[What the task asks] Repeat every one of the rows below word for word, leaving out the pictures.

>>

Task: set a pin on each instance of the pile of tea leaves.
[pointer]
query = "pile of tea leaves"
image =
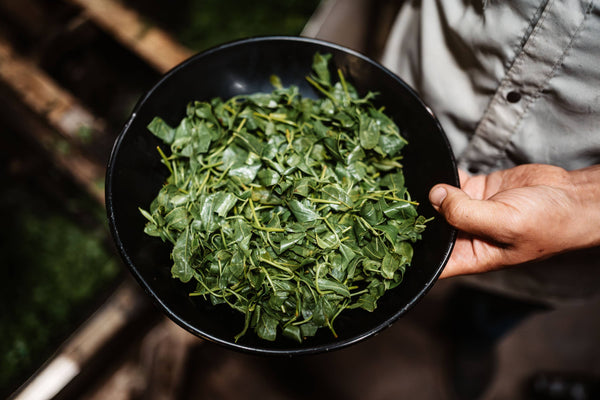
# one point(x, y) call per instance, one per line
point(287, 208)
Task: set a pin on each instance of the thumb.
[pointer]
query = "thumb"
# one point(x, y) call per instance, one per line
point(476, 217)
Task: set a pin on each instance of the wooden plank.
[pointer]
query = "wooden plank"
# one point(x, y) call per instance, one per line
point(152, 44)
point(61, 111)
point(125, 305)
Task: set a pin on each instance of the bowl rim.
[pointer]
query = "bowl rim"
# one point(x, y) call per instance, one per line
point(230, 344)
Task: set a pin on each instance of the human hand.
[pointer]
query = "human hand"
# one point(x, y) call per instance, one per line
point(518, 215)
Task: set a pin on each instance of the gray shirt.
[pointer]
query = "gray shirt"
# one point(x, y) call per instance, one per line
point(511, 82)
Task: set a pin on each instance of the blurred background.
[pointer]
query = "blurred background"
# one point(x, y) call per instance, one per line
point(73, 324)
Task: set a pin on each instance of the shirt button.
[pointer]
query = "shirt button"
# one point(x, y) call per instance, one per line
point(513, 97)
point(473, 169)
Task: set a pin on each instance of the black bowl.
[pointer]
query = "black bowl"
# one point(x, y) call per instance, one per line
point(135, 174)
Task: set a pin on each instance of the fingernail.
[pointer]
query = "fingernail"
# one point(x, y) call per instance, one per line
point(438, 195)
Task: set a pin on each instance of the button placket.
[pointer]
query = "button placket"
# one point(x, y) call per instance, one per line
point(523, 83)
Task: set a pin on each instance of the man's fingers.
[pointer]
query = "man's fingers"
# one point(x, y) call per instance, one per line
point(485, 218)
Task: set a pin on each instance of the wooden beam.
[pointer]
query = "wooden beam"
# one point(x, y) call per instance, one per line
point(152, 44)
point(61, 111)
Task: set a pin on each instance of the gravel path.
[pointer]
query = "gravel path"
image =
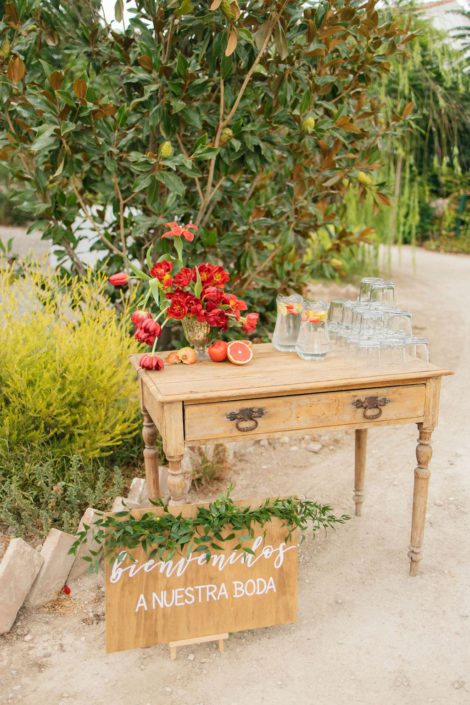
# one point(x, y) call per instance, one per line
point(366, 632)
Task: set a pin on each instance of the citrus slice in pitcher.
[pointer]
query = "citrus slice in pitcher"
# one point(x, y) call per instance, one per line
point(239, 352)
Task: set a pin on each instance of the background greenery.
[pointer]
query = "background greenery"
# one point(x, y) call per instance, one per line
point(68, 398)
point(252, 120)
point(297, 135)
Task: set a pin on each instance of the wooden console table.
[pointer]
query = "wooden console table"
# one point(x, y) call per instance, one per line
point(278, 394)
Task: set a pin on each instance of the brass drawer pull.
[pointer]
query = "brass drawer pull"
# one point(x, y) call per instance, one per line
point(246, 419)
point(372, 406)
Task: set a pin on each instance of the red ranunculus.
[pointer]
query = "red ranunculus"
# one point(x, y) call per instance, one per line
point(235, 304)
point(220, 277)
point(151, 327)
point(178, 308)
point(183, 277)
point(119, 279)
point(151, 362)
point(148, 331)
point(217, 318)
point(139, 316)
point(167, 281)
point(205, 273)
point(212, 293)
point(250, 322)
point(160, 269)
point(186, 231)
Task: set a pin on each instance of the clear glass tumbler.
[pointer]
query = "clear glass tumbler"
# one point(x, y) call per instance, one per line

<<

[Result of the exercise]
Task: set a pin on each instance of the pile of tea leaves.
[pointer]
query = "pile of tea leaves"
image =
# one point(x, y) call per instance, one per line
point(287, 208)
Task: set a pin on each instance of the thumb.
[pointer]
query = "thumb"
# one point(x, y) call per instance, one per line
point(476, 217)
Task: set a pin on each instance of the wooden plank.
[pointer]
query = "wooden plank"
# one point(x, y) call per instance, one per line
point(152, 44)
point(61, 111)
point(125, 305)
Task: set a pin on each instance of the bowl rim.
[pointer]
query = "bowl rim"
# one point(x, y) call per instance, one per line
point(230, 344)
Task: set a pin on each instance of the human hand.
[pointer]
query = "human hand"
# one point(x, y) call per instance, one per line
point(518, 215)
Task: set a pin on each instance of the gray shirt.
[pointer]
query = "gray shirt"
# one point(x, y) call per instance, one per line
point(511, 82)
Task: set a pin on each instance of the blurred background.
[pointer]
query = "blurred background"
# one point(x, y) call per instance, one per line
point(73, 324)
Task: set a pin on each instance of the shirt button.
[pointer]
query = "shirt button"
# one point(x, y) call per instance, one per line
point(513, 97)
point(473, 169)
Task: set a pin on each instance of the black bowl.
[pointer]
query = "black bowl"
# one point(x, y) call per instance, one per line
point(135, 174)
Task: set a pin on each instance of the fingernail.
[pointer]
query = "fingernail"
# one point(x, y) call per instance, one per line
point(438, 195)
Task: set a pin on each instance of the button placket.
[pointer]
query = "button placket"
# one point(x, y) call per instance, one per line
point(523, 83)
Task: set a pin on each instance of the man's fingers.
[pointer]
query = "man's fingers"
# one point(x, y) call per instance, one per line
point(485, 218)
Task: set a pin on each instance of the wooden beam.
[pointer]
query = "wooden beam"
# one point(x, y) call per instance, one per line
point(152, 44)
point(61, 111)
Task: set a pin on each instance of the gravel path.
[pointer]
query = "gravel path"
image =
# one point(x, y) call per instance, one per line
point(366, 632)
Task: set a pin on each instance of the citrus slice in pitcher.
[pointer]
query = "citrus slice in pitcher"
# one point(x, y) call per instance, one per line
point(239, 352)
Task: set a pin on each instance of the background greenery.
[pointer]
query = "background greenery"
# one point(x, y) call per instance, one per line
point(68, 398)
point(252, 120)
point(297, 135)
Task: set a pin on each instance of the wooden console table.
[pointer]
query = "wooden console table"
# one point(x, y) call per instance, one per line
point(278, 394)
Task: set a pin on each instance of the brass drawer pull.
[pointer]
query = "brass drawer pull"
# one point(x, y) call per instance, one per line
point(246, 419)
point(372, 406)
Task: set a pin on each instance of the red ranunculus.
[pointer]
query = "red ranunculus"
# one point(x, y) call per instance, one per line
point(235, 304)
point(220, 277)
point(151, 327)
point(178, 308)
point(183, 277)
point(119, 279)
point(151, 362)
point(148, 331)
point(217, 318)
point(139, 316)
point(167, 281)
point(205, 273)
point(212, 293)
point(250, 322)
point(160, 269)
point(186, 231)
Task: set a pin on each instance of the clear glass tumbler.
[pointer]
query = "clear glass tumbler"
# one point(x, y) call per instance, one per line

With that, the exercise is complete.